§ Data:

-=-=-=-=-

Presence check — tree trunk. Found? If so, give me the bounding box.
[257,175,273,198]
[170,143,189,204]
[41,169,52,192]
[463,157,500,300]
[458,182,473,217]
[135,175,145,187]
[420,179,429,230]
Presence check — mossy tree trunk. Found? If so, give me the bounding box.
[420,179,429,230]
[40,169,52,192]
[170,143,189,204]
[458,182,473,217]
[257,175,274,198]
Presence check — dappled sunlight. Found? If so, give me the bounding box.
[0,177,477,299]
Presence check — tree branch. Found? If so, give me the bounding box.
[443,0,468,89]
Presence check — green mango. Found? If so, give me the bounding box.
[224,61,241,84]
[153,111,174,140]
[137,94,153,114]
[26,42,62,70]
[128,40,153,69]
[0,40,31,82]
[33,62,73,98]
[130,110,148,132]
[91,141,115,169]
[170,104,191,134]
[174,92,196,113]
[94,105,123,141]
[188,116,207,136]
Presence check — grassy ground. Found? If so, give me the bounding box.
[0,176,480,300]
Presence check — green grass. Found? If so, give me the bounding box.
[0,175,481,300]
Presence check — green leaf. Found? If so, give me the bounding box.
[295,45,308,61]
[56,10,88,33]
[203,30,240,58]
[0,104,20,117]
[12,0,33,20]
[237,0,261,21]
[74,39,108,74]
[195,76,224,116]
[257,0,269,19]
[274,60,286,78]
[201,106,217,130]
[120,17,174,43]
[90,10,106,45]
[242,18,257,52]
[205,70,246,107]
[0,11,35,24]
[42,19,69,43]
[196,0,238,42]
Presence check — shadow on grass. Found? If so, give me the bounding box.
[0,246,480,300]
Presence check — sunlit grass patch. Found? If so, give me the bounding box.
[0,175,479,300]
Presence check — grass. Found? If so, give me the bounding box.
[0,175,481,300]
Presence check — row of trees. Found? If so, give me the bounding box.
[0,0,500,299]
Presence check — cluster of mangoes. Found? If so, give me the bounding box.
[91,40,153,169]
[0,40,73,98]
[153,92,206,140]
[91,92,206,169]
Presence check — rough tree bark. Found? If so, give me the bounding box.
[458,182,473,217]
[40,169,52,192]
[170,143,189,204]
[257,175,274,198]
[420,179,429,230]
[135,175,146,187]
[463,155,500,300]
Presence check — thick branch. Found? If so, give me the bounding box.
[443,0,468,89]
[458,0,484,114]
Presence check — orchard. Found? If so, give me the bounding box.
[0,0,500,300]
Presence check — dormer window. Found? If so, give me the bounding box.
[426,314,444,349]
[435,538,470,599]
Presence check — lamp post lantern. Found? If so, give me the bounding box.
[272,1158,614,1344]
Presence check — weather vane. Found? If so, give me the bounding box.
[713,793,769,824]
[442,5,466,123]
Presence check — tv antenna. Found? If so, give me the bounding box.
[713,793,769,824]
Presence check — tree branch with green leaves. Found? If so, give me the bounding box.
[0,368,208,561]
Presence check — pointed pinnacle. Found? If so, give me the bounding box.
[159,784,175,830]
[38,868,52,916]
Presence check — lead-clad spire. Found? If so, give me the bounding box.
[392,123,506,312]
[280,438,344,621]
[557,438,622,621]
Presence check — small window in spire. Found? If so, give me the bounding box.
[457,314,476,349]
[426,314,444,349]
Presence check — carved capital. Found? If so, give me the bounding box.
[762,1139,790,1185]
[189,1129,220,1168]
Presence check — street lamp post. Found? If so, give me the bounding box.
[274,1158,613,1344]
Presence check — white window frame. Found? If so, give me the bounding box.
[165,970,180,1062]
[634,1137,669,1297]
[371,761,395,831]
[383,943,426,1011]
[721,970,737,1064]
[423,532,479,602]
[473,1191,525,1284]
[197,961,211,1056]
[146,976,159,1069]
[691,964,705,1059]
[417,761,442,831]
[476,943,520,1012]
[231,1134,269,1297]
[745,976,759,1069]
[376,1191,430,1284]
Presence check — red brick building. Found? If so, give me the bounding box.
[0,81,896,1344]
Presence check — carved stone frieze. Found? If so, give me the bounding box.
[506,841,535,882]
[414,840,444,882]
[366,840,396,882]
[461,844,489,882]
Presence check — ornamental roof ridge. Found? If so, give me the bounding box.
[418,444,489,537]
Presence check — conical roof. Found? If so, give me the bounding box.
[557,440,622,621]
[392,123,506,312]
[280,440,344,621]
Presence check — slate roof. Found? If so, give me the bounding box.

-=-=-=-=-

§ Goal: Reproduce all of the records above verbatim, changing nothing.

§ Complete answer:
Presence check — tree trunk. Found? If so, give me the bounding box.
[257,175,273,198]
[170,143,189,204]
[41,169,52,192]
[463,157,500,300]
[458,182,473,217]
[135,175,145,187]
[420,179,429,230]
Presence check — mossy tree trunk. Found? If so, give me the bounding box.
[420,179,429,230]
[40,169,52,192]
[170,143,189,204]
[458,182,473,217]
[257,175,274,198]
Presence check — dappled sunlight. Found? If so, give me the bounding box.
[0,177,477,299]
Presence check — tree branch. Found? If so, give me the bounding box.
[443,0,468,89]
Presence check — green mango. Found? If so, give me the bounding box.
[224,61,241,84]
[153,111,174,140]
[137,94,153,114]
[26,42,62,70]
[128,40,153,69]
[0,40,31,82]
[33,62,73,98]
[130,110,148,132]
[91,141,115,169]
[170,104,191,134]
[174,92,196,113]
[94,105,123,141]
[188,116,207,136]
Presence check — grassy ground. Found? If so, give me the bounding box.
[0,176,480,300]
Presence check — green grass. Found? If so, give me the bounding box.
[0,175,481,300]
Presence check — green leaf. Found? If so, give me the bounding box.
[295,45,308,61]
[56,10,88,33]
[203,30,240,58]
[0,104,20,117]
[12,0,33,20]
[237,0,261,21]
[74,39,108,74]
[195,76,224,116]
[257,0,269,19]
[274,60,286,78]
[201,106,217,130]
[120,17,174,43]
[90,10,106,45]
[242,18,257,52]
[205,70,246,107]
[0,11,35,24]
[42,19,69,43]
[196,0,238,42]
Presence check — shadow on grass. Found? If so, give me the bounding box.
[0,246,480,300]
Presence check — sunlit grass patch. Found? If so, give me the bounding box.
[0,175,479,300]
Presence check — grass. Found? If so, give me the bounding box.
[0,175,481,300]
Presence check — row of trees. Found? If so, give me the bounding box.
[0,0,500,299]
Presence check — cluster of mangoes. Found? If so, give me the bounding box.
[91,40,153,169]
[0,40,73,98]
[153,92,206,140]
[91,92,206,169]
Presence check — rough tree bark. Found? If so, give me the bounding box.
[458,182,473,217]
[40,169,52,192]
[170,143,189,204]
[257,175,274,198]
[420,179,429,230]
[135,175,146,187]
[463,155,500,300]
Presence check — thick branch. Found? If so, give me the bounding box.
[443,0,468,89]
[458,0,484,114]
Presence check — orchard. Found? If so, give me the bounding box.
[0,0,500,300]
Presence check — dormer window. Found? If so, give me the bounding box.
[426,314,444,349]
[435,538,470,599]
Presence check — lamp post lantern. Found? If so, give me the bounding box.
[272,1158,614,1344]
Presence check — weather vane. Found? If so, give me the bounding box.
[713,793,769,824]
[442,5,466,123]
Presence check — tv antenna. Found? If so, give me the bounding box.
[713,793,769,824]
Presence check — tree branch with green leaves. Found? If so, give me the bounding box.
[0,368,208,561]
Presence check — pointed pinnacle. Found? If so, give me the bounding box.
[159,784,175,830]
[38,868,52,916]
Presence check — lead-clad spire. Found? If so, give me the bounding box.
[392,123,506,312]
[280,438,344,621]
[557,438,622,621]
Presence check — small window in spire. Found? If so, give me the bounding box.
[457,314,476,349]
[426,314,444,349]
Presence check — carved capital. Found? If so, give me the bounding box.
[762,1139,790,1185]
[189,1129,220,1168]
Presence check — street lamp post. Found? If so, give me the bounding box.
[274,1158,613,1344]
Presence check — white window frame. Found? If so, give me the bounding box.
[165,970,180,1062]
[634,1137,669,1297]
[371,761,395,831]
[383,943,426,1011]
[721,970,737,1064]
[423,532,479,602]
[473,1191,525,1284]
[197,961,211,1056]
[146,976,159,1069]
[691,964,705,1059]
[417,761,442,831]
[476,943,520,1012]
[231,1134,269,1297]
[745,976,759,1069]
[376,1191,430,1284]
Presence check — red brick building. Found? If so, give me the bounding box.
[0,81,896,1344]
Presence check — carved stone frieze. Found? If so, give me the bounding box.
[506,841,535,882]
[414,840,444,882]
[366,840,396,882]
[461,844,489,882]
Presence check — ornamental roof ridge. Found? If so, give me the bounding box.
[418,444,489,537]
Presence check — conical roof. Found? If so, give me the bounding box.
[557,440,622,621]
[392,123,506,312]
[280,440,344,621]
Presence check — slate roof. Found? If so, give me the bounding box.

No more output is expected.